_Work to be completed_:
Continue the passage on Montana's weather during the Little Ice Age, starting immediately after its final sentence.
[Provided text start]
A paleoclimatological study by Gifford Miller et al. (2012) presents a compelling argument that the first pulse of Little Ice Age cooling was triggered by a massive eruption of Mount Samalas (Indonesia) in 1257, followed closely by three large eruptions elsewhere during the late 13th century. Clive Oppenheimer (2011) concludes similarly that almost "half of the decadal variability seen in northern-hemisphere temperature reconstructions" for the period from 1400 to 1850 "can be attributed to volcanism." This correlation is particularly strong for the years from 1630 to 1850, when 16 major eruptions and cooling events occurred.

Given the volatility of the Little Ice Age and Montana's reputation for extreme weather, an intriguing question comes to mind: Were conditions, particularly in winter, significantly more severe in Big Sky Country during the LIA than they are today? That question, unfortunately, cannot be answered definitively.

Early Weather Records in Montana

The earliest instrumental and observational data available for the Upper Missouri, including Montana, are ultimately attributable to Thomas Jefferson. Best known, of course, as America's third president, Jefferson also maintained a lifelong interest in meteorology. Indeed, his earliest surviving weather observations were recorded at Philadelphia on those fateful days in early July 1776, when the Continental Congress formally adopted the Declaration of Independence. Twenty-seven years later, Jefferson instructed Meriwether Lewis to systematically document thermometric readings and weather observations on his forthcoming exploration of the Louisiana Territory.
[Provided text end]
[Material provided start]
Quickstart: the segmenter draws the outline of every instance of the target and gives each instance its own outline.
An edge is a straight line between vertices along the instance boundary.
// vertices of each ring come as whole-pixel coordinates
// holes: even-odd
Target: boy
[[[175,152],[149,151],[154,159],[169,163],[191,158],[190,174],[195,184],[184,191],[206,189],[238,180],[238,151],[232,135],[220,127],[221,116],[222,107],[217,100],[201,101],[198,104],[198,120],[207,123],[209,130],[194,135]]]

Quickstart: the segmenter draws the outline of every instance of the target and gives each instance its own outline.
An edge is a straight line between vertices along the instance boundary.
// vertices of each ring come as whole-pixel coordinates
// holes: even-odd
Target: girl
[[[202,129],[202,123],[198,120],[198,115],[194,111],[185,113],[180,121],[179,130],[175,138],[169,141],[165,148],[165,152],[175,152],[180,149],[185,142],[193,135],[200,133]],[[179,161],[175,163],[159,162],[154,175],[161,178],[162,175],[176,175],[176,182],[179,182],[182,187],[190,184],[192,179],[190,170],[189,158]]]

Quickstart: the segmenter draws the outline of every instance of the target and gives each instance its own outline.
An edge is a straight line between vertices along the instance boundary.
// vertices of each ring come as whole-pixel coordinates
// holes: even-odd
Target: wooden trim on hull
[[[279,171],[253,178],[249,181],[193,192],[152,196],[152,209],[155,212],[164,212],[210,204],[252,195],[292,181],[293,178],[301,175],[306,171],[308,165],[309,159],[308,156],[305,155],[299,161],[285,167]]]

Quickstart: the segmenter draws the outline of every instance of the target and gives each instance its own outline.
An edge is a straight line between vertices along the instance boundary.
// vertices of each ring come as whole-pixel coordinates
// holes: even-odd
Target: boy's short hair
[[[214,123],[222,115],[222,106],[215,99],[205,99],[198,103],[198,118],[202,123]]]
[Material provided end]
_Expected answer_:
The Corps of Discovery did not enter present-day Montana until April 28, 1805, but journal entries made during the winter of 1804-1805 at Fort Mandan (North Dakota) chronicle the severity of conditions that existed then on the northern plains. They experienced a 13-inch snowfall on November 29, the coldest weather of their trip on December 17 (-45°F), and a ten-day period (January 5-14, 1805) during which overnight lows averaged -24°F.

The accuracy of meteorological instruments from that era certainly can be questioned. Nevertheless, Arlen Large compared thermometric data recorded by Lewis and Clark during January-March 1805 with the seasonal average for the same months from 1951-1980 at Bismarck, which is approximately 45 miles from the corps' encampment site. Large determined that temperatures at Fort Mandan were, on average, eight degrees lower than corresponding values from the 20th century.

Prince Maximilian of Wied compiled comparable data during the winter of 1833-1834 at Fort Clark, an American Fur Company post, located near the Mandan village of Mih-tuttah-hang-kusch, in North Dakota. His most eye-popping comment, however, presents anecdotal data. On January 30, 1834, James Kipp, the post superintendent, returned to Fort Clark from Fort Union, where "the thermometer supposedly registered -45°F for more than fourteen days."

Paleoclimatic Evidence

Without an archival record consisting of instrumental observations, paleoclimatologists utilize proxies, most commonly tree-ring and ice-core analyses, to reconstruct previous climate regimes. Brian Fagan, author of The Little Ice Age, observes that "Two cores from the Greenland ice cap, known as GISP1 and 2, are of particular interest [to researchers]. GISP-2 has an accuracy in calendar years of ± 1 percent, which makes it exceptionally useful for dating temperature changes."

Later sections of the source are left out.